### Supplied information

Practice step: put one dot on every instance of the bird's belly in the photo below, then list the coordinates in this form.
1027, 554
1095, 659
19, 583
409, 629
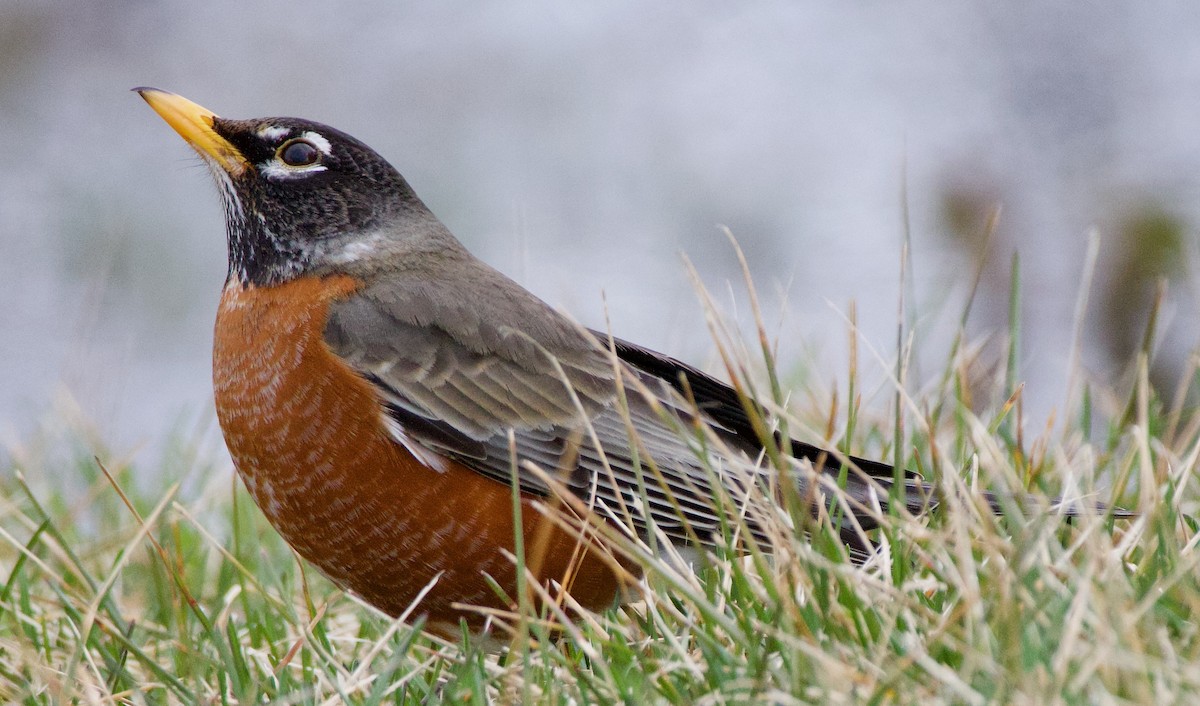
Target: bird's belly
307, 437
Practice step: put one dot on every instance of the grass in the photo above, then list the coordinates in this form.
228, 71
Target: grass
118, 587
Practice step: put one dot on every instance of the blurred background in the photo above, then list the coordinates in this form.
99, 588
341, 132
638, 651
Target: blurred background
581, 148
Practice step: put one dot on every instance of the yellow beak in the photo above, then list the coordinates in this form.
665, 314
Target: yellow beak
193, 123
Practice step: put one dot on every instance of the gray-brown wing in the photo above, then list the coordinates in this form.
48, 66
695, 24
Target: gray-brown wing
455, 380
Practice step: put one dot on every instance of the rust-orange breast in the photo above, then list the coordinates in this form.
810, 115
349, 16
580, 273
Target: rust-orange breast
307, 437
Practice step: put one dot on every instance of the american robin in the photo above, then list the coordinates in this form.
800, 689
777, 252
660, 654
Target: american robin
379, 388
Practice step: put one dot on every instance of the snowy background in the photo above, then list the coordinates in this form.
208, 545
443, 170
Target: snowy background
581, 148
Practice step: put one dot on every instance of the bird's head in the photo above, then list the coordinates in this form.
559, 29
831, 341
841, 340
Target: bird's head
300, 197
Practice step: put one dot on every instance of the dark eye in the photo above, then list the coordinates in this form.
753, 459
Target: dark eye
299, 153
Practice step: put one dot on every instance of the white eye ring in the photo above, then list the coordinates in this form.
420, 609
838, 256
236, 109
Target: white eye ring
298, 153
312, 147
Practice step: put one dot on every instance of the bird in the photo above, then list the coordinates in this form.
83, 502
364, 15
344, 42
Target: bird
396, 407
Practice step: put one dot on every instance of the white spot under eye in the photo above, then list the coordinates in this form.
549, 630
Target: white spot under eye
274, 168
319, 142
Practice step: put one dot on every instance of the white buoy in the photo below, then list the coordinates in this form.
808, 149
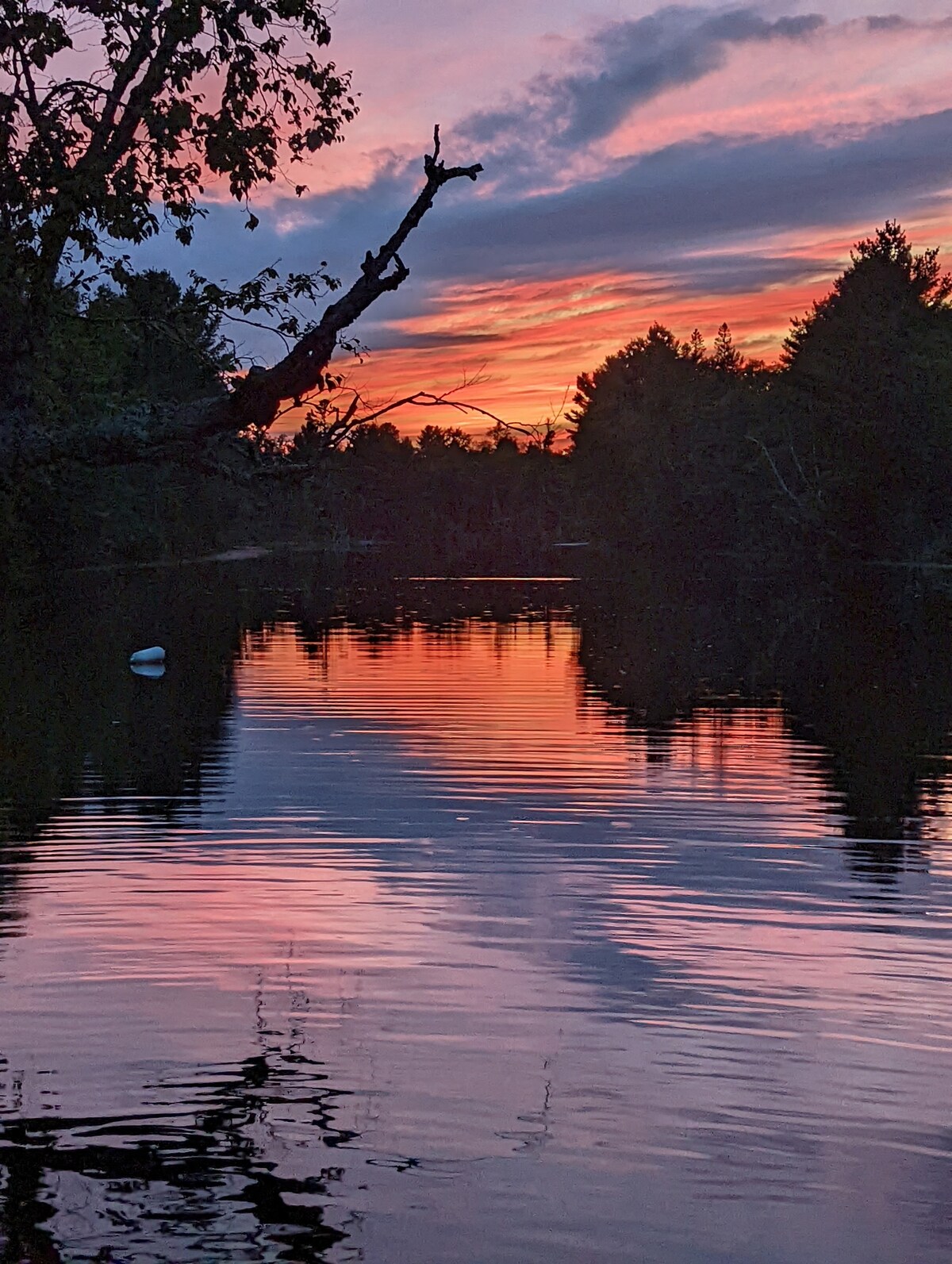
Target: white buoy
155, 654
153, 670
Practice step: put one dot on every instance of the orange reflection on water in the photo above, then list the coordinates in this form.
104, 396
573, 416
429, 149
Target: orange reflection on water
502, 709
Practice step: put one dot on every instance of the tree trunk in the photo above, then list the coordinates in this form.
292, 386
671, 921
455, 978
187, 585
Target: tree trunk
257, 398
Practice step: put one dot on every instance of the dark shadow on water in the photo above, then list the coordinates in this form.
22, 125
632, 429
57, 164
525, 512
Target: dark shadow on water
862, 670
202, 1180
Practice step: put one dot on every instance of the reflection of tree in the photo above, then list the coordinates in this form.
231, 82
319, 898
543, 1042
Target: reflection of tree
75, 720
862, 667
209, 1178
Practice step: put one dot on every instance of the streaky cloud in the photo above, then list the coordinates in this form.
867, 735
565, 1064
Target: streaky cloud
625, 65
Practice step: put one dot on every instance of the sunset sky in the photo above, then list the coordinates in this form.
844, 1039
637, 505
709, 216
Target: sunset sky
687, 163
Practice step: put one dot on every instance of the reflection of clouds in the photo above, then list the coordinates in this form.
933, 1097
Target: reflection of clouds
574, 986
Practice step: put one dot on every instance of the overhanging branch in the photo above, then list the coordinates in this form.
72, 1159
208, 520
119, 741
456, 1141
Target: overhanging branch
257, 400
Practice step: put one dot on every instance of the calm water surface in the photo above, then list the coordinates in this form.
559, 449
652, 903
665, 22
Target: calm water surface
420, 946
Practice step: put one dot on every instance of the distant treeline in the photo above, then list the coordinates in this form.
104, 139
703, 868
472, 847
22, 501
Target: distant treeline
677, 453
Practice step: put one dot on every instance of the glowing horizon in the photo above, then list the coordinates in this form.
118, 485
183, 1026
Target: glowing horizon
687, 164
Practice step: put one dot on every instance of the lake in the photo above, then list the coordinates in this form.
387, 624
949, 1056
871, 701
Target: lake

### What this task involves
Rewrite the lines from the one containing "Practice step: put one dot on every instance of the sunset" through the final line, changing "Target" to "Label" and leaving everything else as it is.

### Complete output
Practice step: put one dot on every instance of the sunset sky in the photo above, then list the coordinates in this form.
844, 1039
637, 505
709, 216
Label: sunset sky
687, 163
Practice step: put one dot on every instance of the reflection of clouds in the photo above, then list the coordinates in this form.
933, 1097
Label: reflection of clouds
574, 986
Practice step: put one dot on every instance of the overhanging branch in the photo above, then list the coordinates in this form.
72, 1159
208, 520
119, 741
456, 1141
Label: overhanging branch
257, 400
Practice step: put one dot on every instance of the calm water surface in the photo above, then list the coordinates in this form.
559, 449
652, 903
665, 22
Label: calm water surface
420, 946
Practice step: put one dot on every instance of the distant treeline in the photo above, then list the coordinates in this form.
104, 139
703, 868
472, 847
22, 501
Label: distant treeline
677, 453
Practice step: put one dot on every instance of the glowing horizon in the photo above, then list the coordinates in this form.
118, 485
183, 1026
Label: glowing horizon
687, 164
Practice step: put one dot on every instance of the lake in the photo above, then list the coordinates in this form.
387, 624
949, 1056
871, 701
Label: lake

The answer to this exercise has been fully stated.